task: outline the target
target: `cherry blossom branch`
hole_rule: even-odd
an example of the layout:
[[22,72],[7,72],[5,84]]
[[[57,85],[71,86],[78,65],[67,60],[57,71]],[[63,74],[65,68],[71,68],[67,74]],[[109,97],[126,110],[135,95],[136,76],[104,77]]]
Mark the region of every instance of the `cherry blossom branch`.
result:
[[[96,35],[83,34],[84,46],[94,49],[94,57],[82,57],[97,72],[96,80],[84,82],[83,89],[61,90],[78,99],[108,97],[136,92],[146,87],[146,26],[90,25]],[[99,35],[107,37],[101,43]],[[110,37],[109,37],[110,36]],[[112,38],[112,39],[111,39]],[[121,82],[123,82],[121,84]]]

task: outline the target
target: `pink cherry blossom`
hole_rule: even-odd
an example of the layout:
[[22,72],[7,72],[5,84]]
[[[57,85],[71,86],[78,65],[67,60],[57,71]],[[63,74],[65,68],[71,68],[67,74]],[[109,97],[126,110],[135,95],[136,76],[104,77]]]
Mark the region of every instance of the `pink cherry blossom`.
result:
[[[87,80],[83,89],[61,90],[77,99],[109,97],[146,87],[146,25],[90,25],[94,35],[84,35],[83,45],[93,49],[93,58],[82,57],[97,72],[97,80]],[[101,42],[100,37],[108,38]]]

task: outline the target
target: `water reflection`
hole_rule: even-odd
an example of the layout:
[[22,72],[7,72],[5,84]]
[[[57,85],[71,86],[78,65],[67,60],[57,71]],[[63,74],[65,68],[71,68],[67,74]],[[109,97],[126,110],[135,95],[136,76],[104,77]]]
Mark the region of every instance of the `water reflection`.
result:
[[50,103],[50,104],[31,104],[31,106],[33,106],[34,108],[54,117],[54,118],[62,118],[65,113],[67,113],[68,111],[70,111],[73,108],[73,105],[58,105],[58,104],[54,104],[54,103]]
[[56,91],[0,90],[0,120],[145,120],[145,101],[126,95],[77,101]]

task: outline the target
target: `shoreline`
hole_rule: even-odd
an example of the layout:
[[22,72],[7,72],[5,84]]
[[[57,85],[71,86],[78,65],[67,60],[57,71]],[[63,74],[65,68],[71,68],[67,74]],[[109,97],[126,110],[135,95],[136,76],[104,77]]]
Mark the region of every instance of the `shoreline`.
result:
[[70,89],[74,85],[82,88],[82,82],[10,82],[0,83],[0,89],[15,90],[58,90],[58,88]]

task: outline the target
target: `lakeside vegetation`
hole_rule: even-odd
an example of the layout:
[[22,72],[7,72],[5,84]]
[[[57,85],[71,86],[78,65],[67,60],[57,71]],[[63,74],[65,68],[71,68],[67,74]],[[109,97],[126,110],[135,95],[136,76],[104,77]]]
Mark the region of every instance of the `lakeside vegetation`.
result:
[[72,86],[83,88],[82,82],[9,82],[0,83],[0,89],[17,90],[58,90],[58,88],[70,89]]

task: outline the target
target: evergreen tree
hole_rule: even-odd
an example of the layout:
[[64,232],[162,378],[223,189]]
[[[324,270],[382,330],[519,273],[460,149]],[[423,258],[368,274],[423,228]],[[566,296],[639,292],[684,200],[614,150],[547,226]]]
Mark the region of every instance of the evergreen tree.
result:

--------------------

TASK REQUIREMENTS ->
Every line where "evergreen" appears must be returned from the listing above.

TASK SOLUTION ->
target: evergreen tree
Mark the region of every instance of the evergreen tree.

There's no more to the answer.